◆ What the task requires
Please rewrite the part of the data that opens at its very beginning and closes with the line containing "[618,647,806,719]", increasing every bounding-box coordinate in it by 65. Leave all other text in those lines as it is.

◆ Extracted entries

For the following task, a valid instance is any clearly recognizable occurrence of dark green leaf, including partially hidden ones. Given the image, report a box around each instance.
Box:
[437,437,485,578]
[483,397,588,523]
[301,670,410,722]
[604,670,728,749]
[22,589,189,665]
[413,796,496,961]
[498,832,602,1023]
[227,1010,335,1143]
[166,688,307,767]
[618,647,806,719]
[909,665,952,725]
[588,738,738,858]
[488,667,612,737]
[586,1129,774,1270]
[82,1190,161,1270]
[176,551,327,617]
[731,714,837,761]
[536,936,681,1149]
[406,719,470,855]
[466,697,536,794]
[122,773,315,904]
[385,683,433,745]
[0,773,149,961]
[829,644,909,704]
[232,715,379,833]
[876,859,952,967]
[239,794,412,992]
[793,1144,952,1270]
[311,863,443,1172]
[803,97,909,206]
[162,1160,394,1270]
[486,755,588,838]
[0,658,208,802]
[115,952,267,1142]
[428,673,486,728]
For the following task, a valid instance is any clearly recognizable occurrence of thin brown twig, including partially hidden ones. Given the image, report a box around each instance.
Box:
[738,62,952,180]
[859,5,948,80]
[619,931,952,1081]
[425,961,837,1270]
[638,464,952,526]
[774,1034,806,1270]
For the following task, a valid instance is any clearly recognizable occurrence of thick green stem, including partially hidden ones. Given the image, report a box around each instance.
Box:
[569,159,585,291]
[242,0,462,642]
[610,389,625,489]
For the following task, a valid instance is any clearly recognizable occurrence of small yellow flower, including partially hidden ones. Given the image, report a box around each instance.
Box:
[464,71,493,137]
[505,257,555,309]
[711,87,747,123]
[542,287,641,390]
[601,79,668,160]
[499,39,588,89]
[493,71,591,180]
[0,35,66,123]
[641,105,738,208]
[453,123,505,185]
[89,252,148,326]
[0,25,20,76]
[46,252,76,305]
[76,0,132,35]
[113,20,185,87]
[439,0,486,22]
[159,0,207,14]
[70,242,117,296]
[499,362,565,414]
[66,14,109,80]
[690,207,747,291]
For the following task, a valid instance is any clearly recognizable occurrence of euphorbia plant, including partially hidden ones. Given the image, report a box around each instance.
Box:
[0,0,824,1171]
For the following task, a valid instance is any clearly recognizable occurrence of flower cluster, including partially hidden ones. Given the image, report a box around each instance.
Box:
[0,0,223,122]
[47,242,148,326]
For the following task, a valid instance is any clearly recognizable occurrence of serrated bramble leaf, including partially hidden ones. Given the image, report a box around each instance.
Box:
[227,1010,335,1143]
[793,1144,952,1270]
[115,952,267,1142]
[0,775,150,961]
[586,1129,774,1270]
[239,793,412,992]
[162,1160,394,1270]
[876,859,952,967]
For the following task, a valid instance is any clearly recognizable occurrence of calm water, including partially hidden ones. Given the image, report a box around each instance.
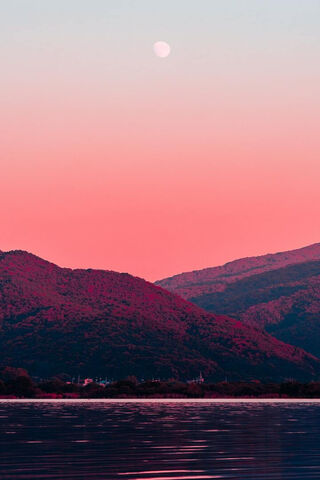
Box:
[0,402,320,480]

◆ Answer
For the following task, a valid instance is any clearly recognizable occurrence of dark green leaf, including partially hidden ones. Given the image, report a box around each instance.
Box:
[502,502,550,643]
[548,462,653,588]
[366,735,475,787]
[669,735,793,814]
[87,654,254,730]
[478,861,561,1026]
[563,897,667,1088]
[292,1075,400,1208]
[231,753,372,832]
[683,712,871,784]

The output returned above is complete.